Repeat each record below exactly, dropping the pictures.

═════ Extracted entries ═════

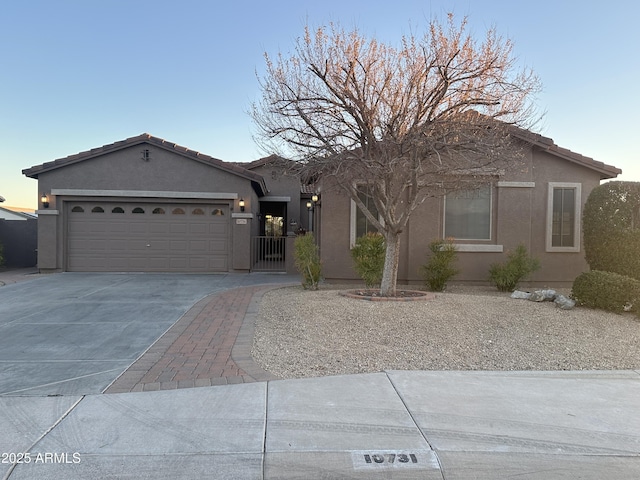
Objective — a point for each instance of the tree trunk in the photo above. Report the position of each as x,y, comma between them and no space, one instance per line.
391,261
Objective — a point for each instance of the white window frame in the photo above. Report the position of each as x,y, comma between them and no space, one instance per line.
352,223
577,217
491,201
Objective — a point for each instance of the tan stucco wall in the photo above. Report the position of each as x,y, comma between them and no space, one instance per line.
519,216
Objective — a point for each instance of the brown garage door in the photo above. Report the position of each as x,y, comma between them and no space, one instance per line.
144,237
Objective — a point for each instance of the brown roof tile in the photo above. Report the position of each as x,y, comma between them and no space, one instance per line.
34,171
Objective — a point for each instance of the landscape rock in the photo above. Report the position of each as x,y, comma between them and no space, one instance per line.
549,295
564,303
537,296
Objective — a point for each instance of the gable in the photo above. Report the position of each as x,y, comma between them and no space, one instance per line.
145,163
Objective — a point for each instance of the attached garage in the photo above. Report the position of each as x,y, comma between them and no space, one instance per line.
146,205
147,237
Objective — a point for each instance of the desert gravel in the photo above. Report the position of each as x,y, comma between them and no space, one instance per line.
315,333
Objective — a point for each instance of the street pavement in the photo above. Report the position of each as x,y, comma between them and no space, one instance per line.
386,425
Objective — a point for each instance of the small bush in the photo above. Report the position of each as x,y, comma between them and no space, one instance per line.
611,227
368,255
518,266
307,261
441,265
607,291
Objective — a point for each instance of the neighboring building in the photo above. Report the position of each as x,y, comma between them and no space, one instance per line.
11,213
145,204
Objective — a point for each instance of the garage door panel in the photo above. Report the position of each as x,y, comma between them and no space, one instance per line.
159,228
179,246
126,241
218,230
218,263
178,228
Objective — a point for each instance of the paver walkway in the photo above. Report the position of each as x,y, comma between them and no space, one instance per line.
210,345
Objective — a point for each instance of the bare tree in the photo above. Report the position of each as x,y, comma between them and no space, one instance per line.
398,124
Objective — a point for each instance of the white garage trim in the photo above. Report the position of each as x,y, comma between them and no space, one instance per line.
143,194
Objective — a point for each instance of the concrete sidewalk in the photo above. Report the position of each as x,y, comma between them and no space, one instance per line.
388,425
393,425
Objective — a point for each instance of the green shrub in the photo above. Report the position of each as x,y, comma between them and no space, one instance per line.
368,255
307,260
611,228
441,265
607,291
518,266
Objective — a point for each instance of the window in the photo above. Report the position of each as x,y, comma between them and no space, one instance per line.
273,226
361,225
467,214
563,217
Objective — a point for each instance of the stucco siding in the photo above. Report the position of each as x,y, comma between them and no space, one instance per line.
519,215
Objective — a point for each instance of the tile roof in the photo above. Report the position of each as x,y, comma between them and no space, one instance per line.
547,144
236,169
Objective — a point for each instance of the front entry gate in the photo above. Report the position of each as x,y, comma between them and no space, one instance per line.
268,254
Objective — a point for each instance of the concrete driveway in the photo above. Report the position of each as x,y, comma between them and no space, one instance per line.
74,333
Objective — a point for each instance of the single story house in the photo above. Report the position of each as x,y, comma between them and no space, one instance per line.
148,205
18,237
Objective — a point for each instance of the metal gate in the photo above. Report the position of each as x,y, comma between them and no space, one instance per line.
268,254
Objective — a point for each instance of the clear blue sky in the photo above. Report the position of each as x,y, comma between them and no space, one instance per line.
78,74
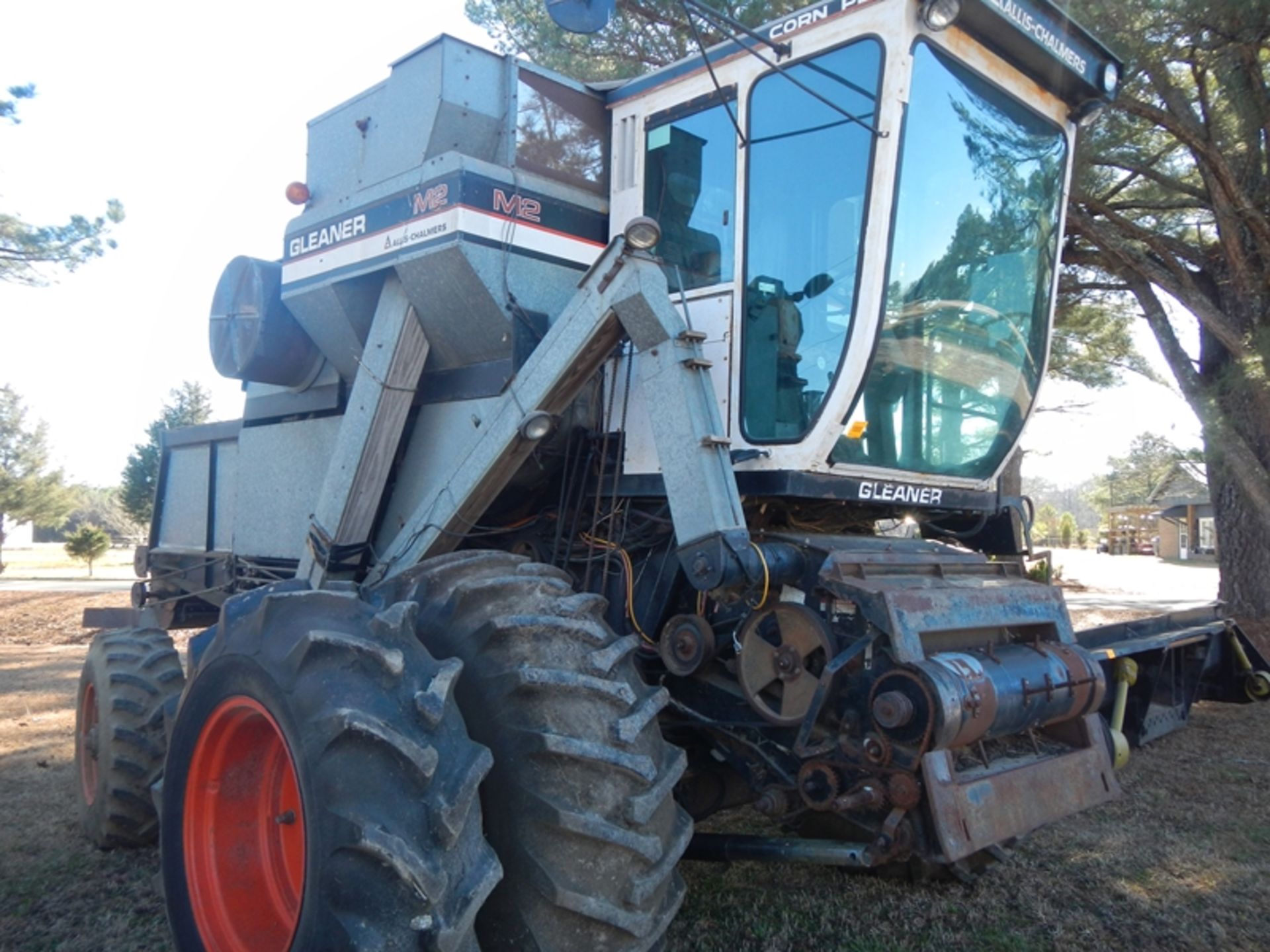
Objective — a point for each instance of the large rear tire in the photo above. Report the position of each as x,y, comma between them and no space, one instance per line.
320,790
130,683
579,803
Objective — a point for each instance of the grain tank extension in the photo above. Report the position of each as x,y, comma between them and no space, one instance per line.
618,455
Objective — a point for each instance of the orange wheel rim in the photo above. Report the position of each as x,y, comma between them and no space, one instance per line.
244,832
87,742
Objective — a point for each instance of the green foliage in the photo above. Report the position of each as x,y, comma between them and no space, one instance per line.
1130,479
26,249
88,543
642,36
189,405
1093,344
30,491
1171,204
1066,530
102,507
1046,526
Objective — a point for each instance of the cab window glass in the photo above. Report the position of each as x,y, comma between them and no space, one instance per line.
968,292
808,183
690,187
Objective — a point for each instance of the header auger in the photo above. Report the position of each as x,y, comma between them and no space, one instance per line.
616,456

═════

The reply ::
Objective — a point for each instance of the tree trunk in the photo above. Report the position of each as x,y, comma between them and no space, one instance per line.
391,261
Objective — a point for each instance of the white window frame in the photo above. Report the position of each as x,y, comma between them and no space, one instance per line.
352,223
577,217
491,201
Objective — a point for each instance of the tan stucco wall in the photo above. Report the position of each as x,y, comma between them and no space, one instance per line.
519,216
Objective — a point for each instance of the brown garage door in the photo above. Report the position of each as x,y, comma between them and no space, one instance per line.
144,237
Objective — a point for each instance of the brown roof tile in the photo above. Report the position of each as x,y, comma between them and no space, one instance per line.
34,171
Objective — a point for each instance of the landscape rock in the photo above. Report the position of each as x,y, comma between them and no space, one instance per line.
549,295
564,303
537,296
Objective — a point for each instance of the gable in the photo above. Report the position of each as x,y, comma between them and no space, one instance per line.
145,163
Objective — a point for each instance of the attached garage in the photo above. Report the position of each as x,y, comma between them and no space, one instance per line.
146,205
147,237
Objective — a point for each instance of the desert gravel in the photo above. Report the position of each as x,y, comma between them and no space, one instance per line.
315,333
Objective — a point for each instance of the street pavement in the photo above. Report the position of each as x,y, comma between them and no space, one instance per line.
386,425
Objective — a point for each instance of the small bush in the photo above. Report the position of each as x,y, comma between them and no space, one instance per line.
611,227
368,255
518,266
307,261
441,265
607,291
Objective — a point for each instance of the neighboring building in the photo above. Report the position of each as x,y, comma between them and no space, one instance per line.
11,213
145,204
Objective — a point for each instance of the garage door panel in the photo above. Report the position of each as x,y, comma between them and no space, one instance per line.
159,228
179,246
126,241
218,230
218,263
178,228
Objective — a point for each instance of the paver walkway in the photo above. Report the position of each as x,y, comma between them and no space, one instance per line.
210,345
Objective — a point for each instance of the bare tree in the photo above. Report the position of each as x,y, comma between them and no space, one instance per line.
398,124
Objective — a point for each instance of the white garage trim in the photo above. Report the position of each as x,y, comma between them and no space, one instance per line.
143,194
Objective — a point for each instance of the concrete sidewalk in the photo above. Report the position of each as x,y, comma between them and no space, one instance per line.
388,425
393,425
Objective — a point for each instance of the green shrub in the photo above. Report the position of each as x,y, comma between them and no space, one instance per line.
368,255
307,260
611,228
441,265
607,291
518,266
Objective — a point for each instance of the window in the photo above. Report the position of each as x,y, comma between them and no space, one instance per line.
273,226
361,225
467,214
563,217
Objective — a point for each instance of the stucco siding in the photo above. Report the position of each as x,y, comma between them and no space, one instance per line.
519,215
Objective — a point for each instance of the tile roof in the photo above. Report the position of each as x,y, comma between them and no space, one instance per line.
547,144
236,169
Objective — a point for each instance of the front entry gate in the photo above. Report the position of each as x,y, comma between them and no space, one instance per line.
268,254
Objective — a point for each instance of the concrete driveway in the photo above. Report the position of each as x,y, comma between them and no space, one instance per line.
74,333
Objective — a point for each instance of the single story house in the photo above. Report the position of each as x,y, comma between them and no space, one instance per line.
148,205
18,237
Objective — a point for each instance of the metal gate in the photo above. Report the position of each as x,y, comma between them and no space, one instance per line.
268,254
Objective — a point for each instance of the clear blue sky in the photo above. Report the position of each as x,y, comma between them and no space, one instance per line.
78,74
Objective — a point for each instance of the large rear tire in the photo above. Report the position of each as x,y, comma between them and no space, one instance per line.
320,790
130,683
579,803
Objective — a point for each instance of the grain tank extension in the photo above. Report the position of each as x,y, comma between them and no space, one instance per line.
618,455
Objective — a point for each instance of the orange wheel rim in the photo above. Report the position of each as x,y, comma between them and no space, one instance per line.
244,832
87,742
Objective — a point for each instance of the green foliage in the photo above. Report the position of each as x,y, comma between them and no space, one instance per line.
1130,479
26,249
88,543
642,36
189,405
1093,344
30,491
1171,204
1066,530
102,507
1046,526
Objective — a point for each instance of the cab window glass in the photo above. Report the position of each as x,y, comma between them and no space, one instance per line.
968,292
808,183
690,187
Objective — a point for each instance of the header auger in the photo above. Report the position of each as x,y, comma between them and no space, one instance per line.
616,456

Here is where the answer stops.